◆ INSTRUCTIONS FOR THE TASK
Collect each line in the rows below that contains the word "rock".

++++ EXCERPTED DATA

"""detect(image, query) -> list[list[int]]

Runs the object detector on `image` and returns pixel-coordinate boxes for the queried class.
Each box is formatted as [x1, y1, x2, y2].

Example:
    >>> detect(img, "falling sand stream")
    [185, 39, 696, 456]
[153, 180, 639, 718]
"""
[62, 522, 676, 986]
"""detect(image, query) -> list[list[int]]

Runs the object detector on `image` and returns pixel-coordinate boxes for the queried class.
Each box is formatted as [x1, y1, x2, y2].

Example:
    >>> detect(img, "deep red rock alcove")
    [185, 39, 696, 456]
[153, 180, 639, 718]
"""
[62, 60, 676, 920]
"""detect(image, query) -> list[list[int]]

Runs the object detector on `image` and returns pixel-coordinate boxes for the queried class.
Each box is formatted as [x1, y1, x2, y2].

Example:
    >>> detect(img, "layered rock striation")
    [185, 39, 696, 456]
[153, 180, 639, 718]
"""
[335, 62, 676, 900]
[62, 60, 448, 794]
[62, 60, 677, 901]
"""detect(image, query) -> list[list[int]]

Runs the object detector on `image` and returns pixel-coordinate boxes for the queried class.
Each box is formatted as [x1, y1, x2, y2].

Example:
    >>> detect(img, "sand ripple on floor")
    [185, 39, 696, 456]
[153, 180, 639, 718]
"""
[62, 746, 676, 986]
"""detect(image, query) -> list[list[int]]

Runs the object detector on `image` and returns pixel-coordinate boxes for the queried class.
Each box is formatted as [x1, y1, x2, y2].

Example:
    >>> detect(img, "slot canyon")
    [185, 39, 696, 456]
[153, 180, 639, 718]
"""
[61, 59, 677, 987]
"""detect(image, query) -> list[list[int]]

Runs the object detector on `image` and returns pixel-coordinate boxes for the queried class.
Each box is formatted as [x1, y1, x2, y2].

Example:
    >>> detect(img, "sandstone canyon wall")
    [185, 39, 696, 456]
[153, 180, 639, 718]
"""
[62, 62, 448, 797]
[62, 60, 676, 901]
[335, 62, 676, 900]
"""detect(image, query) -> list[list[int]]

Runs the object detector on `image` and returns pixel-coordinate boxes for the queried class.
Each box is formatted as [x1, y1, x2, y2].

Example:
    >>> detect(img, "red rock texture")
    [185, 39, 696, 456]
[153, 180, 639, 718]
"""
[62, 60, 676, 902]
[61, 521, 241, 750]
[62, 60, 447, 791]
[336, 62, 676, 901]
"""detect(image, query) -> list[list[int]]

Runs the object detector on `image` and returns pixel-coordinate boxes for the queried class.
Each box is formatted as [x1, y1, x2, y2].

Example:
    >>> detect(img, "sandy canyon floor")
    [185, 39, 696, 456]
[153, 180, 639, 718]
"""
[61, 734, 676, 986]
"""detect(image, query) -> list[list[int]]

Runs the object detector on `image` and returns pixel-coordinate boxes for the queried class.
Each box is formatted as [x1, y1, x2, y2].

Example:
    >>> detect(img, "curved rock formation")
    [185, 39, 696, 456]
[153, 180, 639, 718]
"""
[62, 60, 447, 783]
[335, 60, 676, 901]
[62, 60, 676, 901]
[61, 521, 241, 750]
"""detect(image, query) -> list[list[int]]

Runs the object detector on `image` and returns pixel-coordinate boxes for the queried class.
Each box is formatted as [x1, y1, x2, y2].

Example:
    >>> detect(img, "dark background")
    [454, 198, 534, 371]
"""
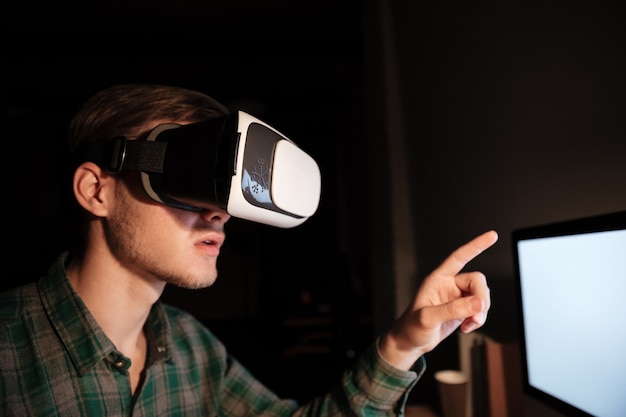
[0, 0, 626, 410]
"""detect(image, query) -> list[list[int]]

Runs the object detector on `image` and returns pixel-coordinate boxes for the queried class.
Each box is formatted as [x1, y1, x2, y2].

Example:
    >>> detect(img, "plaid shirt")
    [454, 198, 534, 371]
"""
[0, 255, 425, 417]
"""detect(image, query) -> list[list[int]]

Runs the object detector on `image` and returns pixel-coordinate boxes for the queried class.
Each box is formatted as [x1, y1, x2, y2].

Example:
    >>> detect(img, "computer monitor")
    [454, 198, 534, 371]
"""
[512, 211, 626, 417]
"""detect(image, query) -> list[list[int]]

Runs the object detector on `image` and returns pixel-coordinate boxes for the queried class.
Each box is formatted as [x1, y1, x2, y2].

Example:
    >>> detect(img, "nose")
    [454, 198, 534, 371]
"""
[200, 208, 231, 224]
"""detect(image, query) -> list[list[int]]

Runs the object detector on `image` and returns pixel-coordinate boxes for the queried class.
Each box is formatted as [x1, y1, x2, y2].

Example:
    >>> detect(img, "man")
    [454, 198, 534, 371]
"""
[0, 85, 497, 416]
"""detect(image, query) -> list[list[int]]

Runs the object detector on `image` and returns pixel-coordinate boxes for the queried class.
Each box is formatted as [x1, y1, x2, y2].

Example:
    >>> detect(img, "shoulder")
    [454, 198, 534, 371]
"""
[0, 282, 40, 325]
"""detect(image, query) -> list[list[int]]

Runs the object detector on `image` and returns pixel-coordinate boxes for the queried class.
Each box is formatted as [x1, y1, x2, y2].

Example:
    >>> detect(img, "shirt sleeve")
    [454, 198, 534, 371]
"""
[294, 340, 426, 417]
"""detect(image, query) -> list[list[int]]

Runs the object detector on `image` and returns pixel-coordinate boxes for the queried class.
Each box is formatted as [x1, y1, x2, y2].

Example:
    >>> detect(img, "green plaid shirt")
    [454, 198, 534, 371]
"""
[0, 255, 425, 417]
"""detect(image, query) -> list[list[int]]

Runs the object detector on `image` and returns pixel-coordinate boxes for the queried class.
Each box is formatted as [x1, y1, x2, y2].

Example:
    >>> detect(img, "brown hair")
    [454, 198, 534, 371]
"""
[68, 84, 229, 152]
[61, 84, 229, 256]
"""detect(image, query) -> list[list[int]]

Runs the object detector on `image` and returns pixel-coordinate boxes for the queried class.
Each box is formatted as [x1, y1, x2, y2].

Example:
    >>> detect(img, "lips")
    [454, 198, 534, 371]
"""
[196, 233, 225, 249]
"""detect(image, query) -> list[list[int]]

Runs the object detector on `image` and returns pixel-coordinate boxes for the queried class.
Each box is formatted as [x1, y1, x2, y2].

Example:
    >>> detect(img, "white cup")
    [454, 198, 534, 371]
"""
[435, 369, 469, 417]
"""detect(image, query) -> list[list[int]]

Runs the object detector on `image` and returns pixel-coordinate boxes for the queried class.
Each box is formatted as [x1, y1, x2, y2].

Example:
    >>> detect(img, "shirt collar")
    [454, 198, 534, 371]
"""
[37, 252, 172, 375]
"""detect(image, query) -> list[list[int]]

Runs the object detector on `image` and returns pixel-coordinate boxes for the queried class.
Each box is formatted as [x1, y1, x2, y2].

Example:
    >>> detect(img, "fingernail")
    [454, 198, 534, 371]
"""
[470, 297, 483, 312]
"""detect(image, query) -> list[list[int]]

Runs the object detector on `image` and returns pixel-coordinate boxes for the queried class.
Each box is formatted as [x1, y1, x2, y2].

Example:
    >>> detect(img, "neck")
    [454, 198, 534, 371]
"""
[67, 245, 165, 357]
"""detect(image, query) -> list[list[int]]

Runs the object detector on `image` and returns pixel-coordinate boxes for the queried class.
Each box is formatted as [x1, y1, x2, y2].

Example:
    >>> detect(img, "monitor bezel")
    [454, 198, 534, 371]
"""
[511, 210, 626, 417]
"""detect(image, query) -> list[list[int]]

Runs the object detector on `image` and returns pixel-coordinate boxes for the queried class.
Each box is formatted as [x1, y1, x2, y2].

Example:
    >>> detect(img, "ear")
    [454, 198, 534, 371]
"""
[74, 162, 115, 217]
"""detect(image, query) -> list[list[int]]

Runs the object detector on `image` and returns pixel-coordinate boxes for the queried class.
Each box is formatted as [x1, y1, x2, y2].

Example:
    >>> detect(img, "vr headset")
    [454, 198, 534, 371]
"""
[96, 111, 321, 228]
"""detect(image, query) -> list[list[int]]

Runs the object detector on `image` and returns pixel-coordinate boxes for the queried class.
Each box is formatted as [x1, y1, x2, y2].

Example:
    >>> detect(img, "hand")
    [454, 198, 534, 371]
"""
[379, 230, 498, 370]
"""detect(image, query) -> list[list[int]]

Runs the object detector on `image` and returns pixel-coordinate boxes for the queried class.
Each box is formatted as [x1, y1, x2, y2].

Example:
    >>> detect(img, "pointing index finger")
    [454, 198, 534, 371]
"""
[439, 230, 498, 275]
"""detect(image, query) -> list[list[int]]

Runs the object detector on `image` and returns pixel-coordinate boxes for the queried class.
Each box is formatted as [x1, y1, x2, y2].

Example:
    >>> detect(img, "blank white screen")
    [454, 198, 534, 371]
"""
[518, 230, 626, 417]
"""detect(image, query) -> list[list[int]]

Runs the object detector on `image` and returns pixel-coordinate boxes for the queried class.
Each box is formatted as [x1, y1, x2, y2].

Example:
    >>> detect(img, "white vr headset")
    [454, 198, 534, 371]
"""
[102, 111, 321, 228]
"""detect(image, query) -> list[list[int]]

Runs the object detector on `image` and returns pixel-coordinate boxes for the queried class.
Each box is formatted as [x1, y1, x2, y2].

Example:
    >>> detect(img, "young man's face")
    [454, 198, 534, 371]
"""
[104, 170, 230, 288]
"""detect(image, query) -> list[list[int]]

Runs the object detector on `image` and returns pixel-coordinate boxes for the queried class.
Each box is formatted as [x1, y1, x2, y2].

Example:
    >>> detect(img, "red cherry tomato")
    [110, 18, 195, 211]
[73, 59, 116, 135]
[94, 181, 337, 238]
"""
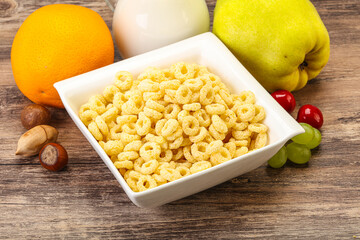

++++++++

◆ EXPECTED ANSWER
    >>> detect(img, "deep red rock alcove")
    >>> detect(img, "layered rock striation")
    >>> detect(img, "red rock texture")
    >>> detect(img, "curved rock formation")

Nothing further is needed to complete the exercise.